Extracted records:
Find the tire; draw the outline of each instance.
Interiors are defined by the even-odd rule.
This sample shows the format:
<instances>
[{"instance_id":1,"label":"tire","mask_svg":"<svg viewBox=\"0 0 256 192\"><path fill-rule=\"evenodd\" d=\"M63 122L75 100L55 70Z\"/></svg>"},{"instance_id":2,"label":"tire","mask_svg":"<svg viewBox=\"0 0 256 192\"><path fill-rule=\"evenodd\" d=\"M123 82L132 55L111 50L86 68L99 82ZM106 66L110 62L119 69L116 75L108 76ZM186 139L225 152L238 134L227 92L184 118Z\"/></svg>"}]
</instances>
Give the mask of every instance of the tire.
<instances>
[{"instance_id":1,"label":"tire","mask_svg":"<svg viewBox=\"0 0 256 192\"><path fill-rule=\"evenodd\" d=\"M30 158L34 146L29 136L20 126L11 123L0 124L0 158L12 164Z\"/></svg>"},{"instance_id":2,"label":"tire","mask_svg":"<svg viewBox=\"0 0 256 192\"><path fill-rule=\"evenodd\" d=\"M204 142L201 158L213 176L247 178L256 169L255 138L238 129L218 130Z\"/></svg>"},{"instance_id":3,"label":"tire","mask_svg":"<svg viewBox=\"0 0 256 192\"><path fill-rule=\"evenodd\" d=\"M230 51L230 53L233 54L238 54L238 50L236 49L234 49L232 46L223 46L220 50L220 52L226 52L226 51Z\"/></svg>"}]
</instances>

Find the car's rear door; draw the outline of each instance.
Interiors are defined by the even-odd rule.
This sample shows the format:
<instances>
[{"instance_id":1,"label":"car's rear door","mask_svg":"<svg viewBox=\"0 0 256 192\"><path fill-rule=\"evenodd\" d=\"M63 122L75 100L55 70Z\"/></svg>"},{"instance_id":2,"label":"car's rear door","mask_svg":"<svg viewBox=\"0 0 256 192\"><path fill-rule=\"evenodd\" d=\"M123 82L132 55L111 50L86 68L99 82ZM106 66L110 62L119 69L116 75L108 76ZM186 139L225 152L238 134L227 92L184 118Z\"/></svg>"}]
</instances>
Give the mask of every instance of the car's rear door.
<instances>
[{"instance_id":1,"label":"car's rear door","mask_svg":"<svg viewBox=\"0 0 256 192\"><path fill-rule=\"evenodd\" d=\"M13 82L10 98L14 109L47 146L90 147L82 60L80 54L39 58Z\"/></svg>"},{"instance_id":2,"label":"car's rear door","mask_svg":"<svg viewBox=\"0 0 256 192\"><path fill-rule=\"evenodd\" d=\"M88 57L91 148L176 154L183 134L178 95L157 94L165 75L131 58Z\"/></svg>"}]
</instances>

## WORK INSTRUCTIONS
Convert every line of the records above into a numbered list, skipping any blank lines.

## FULL RESPONSE
1. Find the tire; draw the outline of each instance.
2. Interiors are defined by the even-odd rule.
3. This sample shows the format:
4. <instances>
5. [{"instance_id":1,"label":"tire","mask_svg":"<svg viewBox=\"0 0 256 192\"><path fill-rule=\"evenodd\" d=\"M63 122L75 100L55 70Z\"/></svg>"},{"instance_id":2,"label":"tire","mask_svg":"<svg viewBox=\"0 0 256 192\"><path fill-rule=\"evenodd\" d=\"M123 82L132 55L111 50L86 68L99 82ZM106 66L110 62L119 69L116 75L108 76ZM186 139L225 152L238 134L227 92L184 118Z\"/></svg>"}]
6. </instances>
7. Give the mask of every instance of the tire.
8. <instances>
9. [{"instance_id":1,"label":"tire","mask_svg":"<svg viewBox=\"0 0 256 192\"><path fill-rule=\"evenodd\" d=\"M30 158L34 146L29 136L20 126L11 123L0 124L0 158L12 164Z\"/></svg>"},{"instance_id":2,"label":"tire","mask_svg":"<svg viewBox=\"0 0 256 192\"><path fill-rule=\"evenodd\" d=\"M204 142L201 158L213 176L247 178L256 169L255 138L238 129L218 130Z\"/></svg>"},{"instance_id":3,"label":"tire","mask_svg":"<svg viewBox=\"0 0 256 192\"><path fill-rule=\"evenodd\" d=\"M230 51L230 53L233 54L238 54L238 50L236 49L234 49L232 46L223 46L220 50L220 52L226 52L226 51Z\"/></svg>"}]
10. </instances>
11. Find the car's rear door; draw the outline of each instance.
12. Interiors are defined by the even-odd rule.
13. This sample shows the format:
14. <instances>
15. [{"instance_id":1,"label":"car's rear door","mask_svg":"<svg viewBox=\"0 0 256 192\"><path fill-rule=\"evenodd\" d=\"M63 122L75 100L55 70Z\"/></svg>"},{"instance_id":2,"label":"car's rear door","mask_svg":"<svg viewBox=\"0 0 256 192\"><path fill-rule=\"evenodd\" d=\"M123 82L132 55L111 50L86 68L99 82ZM106 66L110 62L119 69L116 75L108 76ZM186 139L225 152L238 134L227 92L184 118Z\"/></svg>"}]
16. </instances>
17. Give the mask of every instance of the car's rear door.
18. <instances>
19. [{"instance_id":1,"label":"car's rear door","mask_svg":"<svg viewBox=\"0 0 256 192\"><path fill-rule=\"evenodd\" d=\"M13 82L10 98L14 109L47 146L90 147L82 60L80 54L39 58Z\"/></svg>"},{"instance_id":2,"label":"car's rear door","mask_svg":"<svg viewBox=\"0 0 256 192\"><path fill-rule=\"evenodd\" d=\"M88 57L91 148L176 154L183 134L178 95L157 94L165 75L131 58Z\"/></svg>"}]
20. </instances>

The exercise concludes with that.